───── Records shown

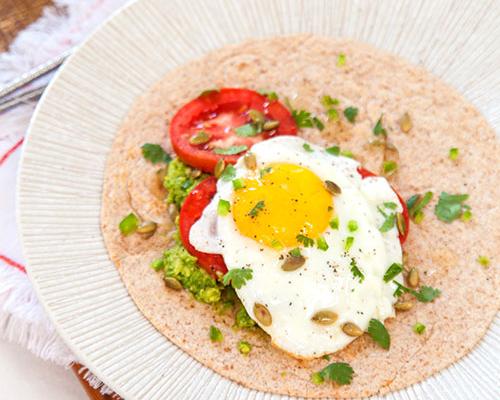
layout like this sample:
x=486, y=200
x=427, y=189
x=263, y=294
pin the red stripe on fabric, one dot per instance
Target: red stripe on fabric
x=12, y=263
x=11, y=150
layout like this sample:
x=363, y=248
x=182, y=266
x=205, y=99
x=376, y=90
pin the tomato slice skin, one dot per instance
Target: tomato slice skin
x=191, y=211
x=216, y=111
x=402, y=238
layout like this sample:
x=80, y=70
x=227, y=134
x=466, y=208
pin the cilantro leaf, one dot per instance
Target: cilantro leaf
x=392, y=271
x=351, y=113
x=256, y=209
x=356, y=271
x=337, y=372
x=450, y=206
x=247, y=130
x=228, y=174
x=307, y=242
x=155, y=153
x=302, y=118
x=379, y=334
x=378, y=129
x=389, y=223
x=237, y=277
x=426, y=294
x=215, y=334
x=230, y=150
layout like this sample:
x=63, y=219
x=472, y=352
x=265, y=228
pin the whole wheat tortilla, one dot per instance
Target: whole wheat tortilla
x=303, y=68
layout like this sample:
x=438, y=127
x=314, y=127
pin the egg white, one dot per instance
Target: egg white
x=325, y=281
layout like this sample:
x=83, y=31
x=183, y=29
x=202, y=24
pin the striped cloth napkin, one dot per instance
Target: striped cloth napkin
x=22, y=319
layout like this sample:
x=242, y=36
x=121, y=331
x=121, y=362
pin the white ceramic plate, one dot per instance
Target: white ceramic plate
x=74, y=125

──────────
───── Records shown

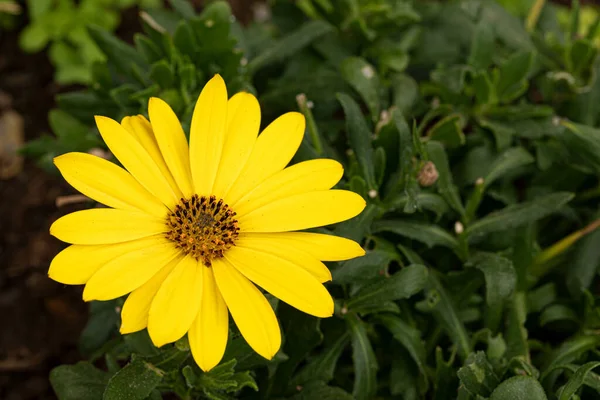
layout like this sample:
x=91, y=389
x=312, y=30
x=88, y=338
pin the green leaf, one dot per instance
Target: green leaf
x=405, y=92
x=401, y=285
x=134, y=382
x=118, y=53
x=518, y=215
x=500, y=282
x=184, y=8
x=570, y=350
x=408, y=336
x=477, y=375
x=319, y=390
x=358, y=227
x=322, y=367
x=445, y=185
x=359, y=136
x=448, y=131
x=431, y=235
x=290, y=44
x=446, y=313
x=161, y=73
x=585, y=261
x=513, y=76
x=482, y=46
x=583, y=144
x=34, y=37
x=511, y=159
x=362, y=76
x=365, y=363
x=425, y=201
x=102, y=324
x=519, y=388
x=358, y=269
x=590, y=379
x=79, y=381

──────────

◆ Your goal: From the records, pull out each line that contains the word "Target", keeping the lines in their original order.

◆ Completed task:
Target: red stripe on fabric
Target: tomato slice skin
Target: cilantro leaf
Target: whole wheat tortilla
Target: egg white
Target: striped cloth napkin
Target: white ceramic plate
Target: green leaf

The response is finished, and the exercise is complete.